** Start of TASK INPUT **

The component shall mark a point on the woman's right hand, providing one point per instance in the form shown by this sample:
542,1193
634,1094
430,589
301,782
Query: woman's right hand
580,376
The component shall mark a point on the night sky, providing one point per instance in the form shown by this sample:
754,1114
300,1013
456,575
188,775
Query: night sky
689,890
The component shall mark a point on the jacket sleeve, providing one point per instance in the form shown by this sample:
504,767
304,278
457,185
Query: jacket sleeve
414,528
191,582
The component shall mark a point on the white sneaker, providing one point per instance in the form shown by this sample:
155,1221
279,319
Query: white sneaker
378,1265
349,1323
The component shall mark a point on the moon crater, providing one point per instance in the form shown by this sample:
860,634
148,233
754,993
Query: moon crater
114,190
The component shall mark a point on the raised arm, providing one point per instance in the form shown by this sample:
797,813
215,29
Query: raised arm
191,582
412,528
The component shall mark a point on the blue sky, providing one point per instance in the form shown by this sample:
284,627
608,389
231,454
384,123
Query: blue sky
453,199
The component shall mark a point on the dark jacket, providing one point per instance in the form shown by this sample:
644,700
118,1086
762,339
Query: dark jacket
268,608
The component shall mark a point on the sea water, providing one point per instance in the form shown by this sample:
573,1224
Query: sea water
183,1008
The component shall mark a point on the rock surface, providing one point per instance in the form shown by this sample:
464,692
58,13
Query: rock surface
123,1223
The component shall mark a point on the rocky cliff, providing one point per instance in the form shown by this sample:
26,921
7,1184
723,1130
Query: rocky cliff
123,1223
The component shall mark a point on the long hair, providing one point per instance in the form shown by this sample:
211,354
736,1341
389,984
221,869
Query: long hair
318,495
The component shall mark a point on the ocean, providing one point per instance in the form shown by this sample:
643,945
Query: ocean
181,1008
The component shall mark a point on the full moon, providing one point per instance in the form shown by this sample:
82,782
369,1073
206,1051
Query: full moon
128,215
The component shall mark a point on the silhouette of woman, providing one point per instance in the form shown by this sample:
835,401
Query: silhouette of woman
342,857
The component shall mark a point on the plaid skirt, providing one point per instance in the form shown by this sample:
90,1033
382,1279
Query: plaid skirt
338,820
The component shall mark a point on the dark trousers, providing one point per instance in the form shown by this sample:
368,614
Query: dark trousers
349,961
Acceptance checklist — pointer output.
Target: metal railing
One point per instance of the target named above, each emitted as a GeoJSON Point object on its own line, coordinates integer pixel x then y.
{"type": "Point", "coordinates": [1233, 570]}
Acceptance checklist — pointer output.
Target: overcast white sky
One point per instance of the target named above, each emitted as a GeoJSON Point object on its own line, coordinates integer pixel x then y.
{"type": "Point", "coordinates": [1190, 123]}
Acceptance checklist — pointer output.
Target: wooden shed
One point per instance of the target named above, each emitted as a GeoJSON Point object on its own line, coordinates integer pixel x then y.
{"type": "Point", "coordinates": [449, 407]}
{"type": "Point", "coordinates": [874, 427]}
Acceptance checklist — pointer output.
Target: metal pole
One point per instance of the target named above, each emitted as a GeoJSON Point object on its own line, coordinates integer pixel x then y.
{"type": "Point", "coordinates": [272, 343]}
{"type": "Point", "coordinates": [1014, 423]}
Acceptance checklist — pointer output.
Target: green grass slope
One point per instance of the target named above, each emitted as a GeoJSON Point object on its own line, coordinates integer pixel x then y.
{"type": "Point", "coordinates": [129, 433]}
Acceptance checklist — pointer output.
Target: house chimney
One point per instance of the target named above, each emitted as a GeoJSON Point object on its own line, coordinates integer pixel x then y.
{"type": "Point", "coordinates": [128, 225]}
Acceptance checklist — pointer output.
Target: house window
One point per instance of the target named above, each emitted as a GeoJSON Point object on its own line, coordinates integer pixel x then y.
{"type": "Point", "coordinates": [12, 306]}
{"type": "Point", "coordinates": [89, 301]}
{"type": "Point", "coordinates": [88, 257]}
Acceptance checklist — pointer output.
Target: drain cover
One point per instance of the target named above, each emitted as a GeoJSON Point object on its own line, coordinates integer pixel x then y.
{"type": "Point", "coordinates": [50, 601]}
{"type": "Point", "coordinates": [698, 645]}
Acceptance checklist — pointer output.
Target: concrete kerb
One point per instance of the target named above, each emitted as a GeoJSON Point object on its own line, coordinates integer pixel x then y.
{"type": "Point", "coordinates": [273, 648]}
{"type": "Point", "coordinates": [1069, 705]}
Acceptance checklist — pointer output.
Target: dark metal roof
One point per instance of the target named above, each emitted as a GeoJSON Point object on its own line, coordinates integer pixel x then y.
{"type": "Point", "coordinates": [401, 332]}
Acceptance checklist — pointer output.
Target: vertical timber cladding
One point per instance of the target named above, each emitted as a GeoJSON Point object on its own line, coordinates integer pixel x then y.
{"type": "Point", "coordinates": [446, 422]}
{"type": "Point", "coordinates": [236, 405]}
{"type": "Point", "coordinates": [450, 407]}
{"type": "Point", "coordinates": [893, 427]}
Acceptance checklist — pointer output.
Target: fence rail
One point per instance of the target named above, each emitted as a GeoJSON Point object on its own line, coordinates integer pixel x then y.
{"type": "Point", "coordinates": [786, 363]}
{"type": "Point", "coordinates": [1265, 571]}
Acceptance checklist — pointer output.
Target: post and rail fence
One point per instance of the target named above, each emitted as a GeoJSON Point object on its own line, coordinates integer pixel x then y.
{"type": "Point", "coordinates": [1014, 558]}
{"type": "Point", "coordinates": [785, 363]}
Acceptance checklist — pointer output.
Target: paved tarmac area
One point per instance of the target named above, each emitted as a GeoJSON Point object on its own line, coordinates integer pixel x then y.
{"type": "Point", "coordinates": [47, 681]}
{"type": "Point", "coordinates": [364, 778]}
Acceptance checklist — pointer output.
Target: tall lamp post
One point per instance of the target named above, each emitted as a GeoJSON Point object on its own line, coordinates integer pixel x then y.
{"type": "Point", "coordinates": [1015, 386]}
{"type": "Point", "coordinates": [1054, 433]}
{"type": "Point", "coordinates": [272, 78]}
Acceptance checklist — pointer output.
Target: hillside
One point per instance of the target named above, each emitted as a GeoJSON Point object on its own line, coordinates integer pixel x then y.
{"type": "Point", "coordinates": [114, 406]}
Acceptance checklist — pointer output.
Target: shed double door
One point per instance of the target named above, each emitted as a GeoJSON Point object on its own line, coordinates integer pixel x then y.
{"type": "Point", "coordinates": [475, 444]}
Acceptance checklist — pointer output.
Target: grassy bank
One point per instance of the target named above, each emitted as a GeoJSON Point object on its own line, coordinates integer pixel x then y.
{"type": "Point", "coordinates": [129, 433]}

** End of TASK INPUT **

TASK PROMPT:
Restate each record exactly as written.

SOLVED PROBLEM:
The component shall mark a point on the woman's right hand, providing one point per instance in the form shown by this sample:
542,1193
634,1094
430,589
301,782
Query: woman's right hand
580,376
The component shall mark a point on the night sky, providing one point per instance in the form shown by this sample:
754,1114
300,1013
456,575
188,775
Query: night sky
689,890
The component shall mark a point on the jacket sleeve, providing one point per instance in the form shown by this sample:
504,767
304,278
457,185
Query: jacket sleeve
414,528
191,582
The component shall mark a point on the white sneaker, providing one point per instance in the form shown by this sample:
155,1221
279,319
Query: white sneaker
378,1265
349,1323
The component shall mark a point on the moon crater, providing one point per instance in the form shown by this sample:
860,634
148,233
754,993
Query: moon crater
114,190
The component shall mark a point on the raised arm, providing one point per instance in the form shown by this sample:
797,813
215,29
Query: raised arm
191,582
412,528
The component shall mark a point on the blue sky, providing one point per instance in the form shown by this sample:
284,627
608,389
231,454
384,123
Query: blue sky
453,199
The component shall mark a point on the dark jacket, providing one point per instance in the form shown by this sample:
644,700
118,1086
762,339
Query: dark jacket
268,608
The component shall mark a point on the sea water, providing one point per instance in the form shown by this sample:
573,1224
Query: sea water
183,1008
The component shall mark a point on the rock surface, providing one point per instance in the form shown by this sample:
464,692
58,13
Query: rock surface
123,1223
The component shall mark a point on the rocky cliff, providing one point per instance in the form shown by this sample:
26,921
7,1184
723,1130
Query: rocky cliff
123,1223
The component shall mark a point on the long hair, providing one point per instance in the form shown by this sample:
211,354
736,1341
389,984
221,869
Query: long hair
318,495
The component shall mark a point on the ocean, providing one point per instance in the form shown by this sample:
643,945
Query: ocean
181,1008
The component shall mark a point on the full moon, providing one point per instance in the form shown by this sample:
82,782
369,1073
206,1051
Query: full moon
128,215
The component shall mark a point on the silhouette of woman, providing one point per instance in the form shown by this sample:
835,401
Query: silhouette of woman
342,857
The component shall mark a point on the plaid skirt, providing one point per instance in the form shown by this sample:
90,1033
382,1279
Query: plaid skirt
338,820
The component shall mark a point on the dark trousers, providing one point per instance in the form shown by this sample:
368,614
Query: dark trousers
349,961
Acceptance checklist — pointer output.
Target: metal railing
One point per instance of the target named above, each emitted as a GeoJSON Point object on its own line, coordinates integer pixel x then y.
{"type": "Point", "coordinates": [1233, 570]}
Acceptance checklist — pointer output.
Target: overcast white sky
One point per instance of the target named above, each emitted as a GeoJSON Point object on its own line, coordinates integer pixel x then y.
{"type": "Point", "coordinates": [1190, 123]}
Acceptance checklist — pointer output.
Target: wooden shed
One point per instance of the target named above, each emitted as a GeoJSON Point object on its own line, coordinates integer pixel x then y.
{"type": "Point", "coordinates": [449, 407]}
{"type": "Point", "coordinates": [874, 427]}
Acceptance checklist — pointer output.
Target: metal pole
One point per instance of the target named above, each emitted as a GeoJSON Point object on its own line, coordinates integer pixel x then y.
{"type": "Point", "coordinates": [272, 343]}
{"type": "Point", "coordinates": [1014, 423]}
Acceptance checklist — pointer output.
Target: green grass slope
One point per instance of the target named above, each emitted as a GeoJSON Point object on its own line, coordinates integer pixel x then y.
{"type": "Point", "coordinates": [129, 433]}
Acceptance checklist — pointer output.
Target: house chimney
One point per instance of the target named above, each emitted as a GeoJSON Point object on its own line, coordinates integer pixel x then y.
{"type": "Point", "coordinates": [128, 225]}
Acceptance checklist — pointer output.
Target: house window
One point per instance of the target named above, each emitted as a GeoJSON Point object on its own line, coordinates integer pixel x then y.
{"type": "Point", "coordinates": [12, 306]}
{"type": "Point", "coordinates": [89, 301]}
{"type": "Point", "coordinates": [88, 257]}
Acceptance checklist — pointer output.
Target: drain cover
One point per instance of the target named above, each emitted as a GeoJSON Point object on its own line, coordinates integer pixel x then y.
{"type": "Point", "coordinates": [50, 601]}
{"type": "Point", "coordinates": [698, 645]}
Acceptance checklist — pointer output.
Target: concrete kerb
One point per instance of the target named above, each emitted as a GeoJSON Point object on its own line, coordinates integer pixel x then y.
{"type": "Point", "coordinates": [273, 648]}
{"type": "Point", "coordinates": [1069, 705]}
Acceptance checklist — pointer output.
Target: dark metal roof
One point per instance of the target named above, each emitted as a GeoJSON Point object on its own line, coordinates integer pixel x then y.
{"type": "Point", "coordinates": [401, 332]}
Acceptance checklist — pointer output.
Target: vertical timber cladding
One point per instance of the target named above, each emitted as a GeoJSON Point object on its own line, coordinates integer pixel x then y.
{"type": "Point", "coordinates": [446, 422]}
{"type": "Point", "coordinates": [236, 405]}
{"type": "Point", "coordinates": [450, 407]}
{"type": "Point", "coordinates": [893, 427]}
Acceptance checklist — pointer output.
Target: fence rail
One point per instance of the target named above, each emitted as a GeoJSON Point object on its own line, coordinates integer pixel x then y.
{"type": "Point", "coordinates": [786, 363]}
{"type": "Point", "coordinates": [1265, 571]}
Acceptance checklist — pointer output.
Target: post and rail fence
One point per instance of the target named above, each emitted as a GeoJSON Point object on its own line, coordinates integer pixel x then y.
{"type": "Point", "coordinates": [1014, 558]}
{"type": "Point", "coordinates": [785, 363]}
Acceptance checklist — pointer output.
Target: paved tarmac area
One point per instance of the target named above, each emitted as a GeoJSON Point object on its own line, coordinates integer pixel x then y.
{"type": "Point", "coordinates": [47, 681]}
{"type": "Point", "coordinates": [364, 778]}
Acceptance checklist — pointer output.
Target: tall lamp post
One point per instance of the target named above, each emitted as a GeoJSON Point object on its own line, coordinates integer pixel x then y.
{"type": "Point", "coordinates": [1015, 386]}
{"type": "Point", "coordinates": [1054, 433]}
{"type": "Point", "coordinates": [272, 78]}
Acceptance checklist — pointer output.
Target: hillside
One point per instance of the target named above, each emitted as a GeoJSON Point object on its own line, coordinates integer pixel x then y.
{"type": "Point", "coordinates": [114, 406]}
Acceptance checklist — pointer output.
Target: shed double door
One point per instance of the target named above, each emitted as a GeoJSON Point object on its own line, coordinates integer pixel x then y.
{"type": "Point", "coordinates": [475, 444]}
Acceptance checklist — pointer output.
Target: grassy bank
One point per instance of the target named above, each emitted as a GeoJSON Point object on its own line, coordinates integer pixel x then y.
{"type": "Point", "coordinates": [129, 433]}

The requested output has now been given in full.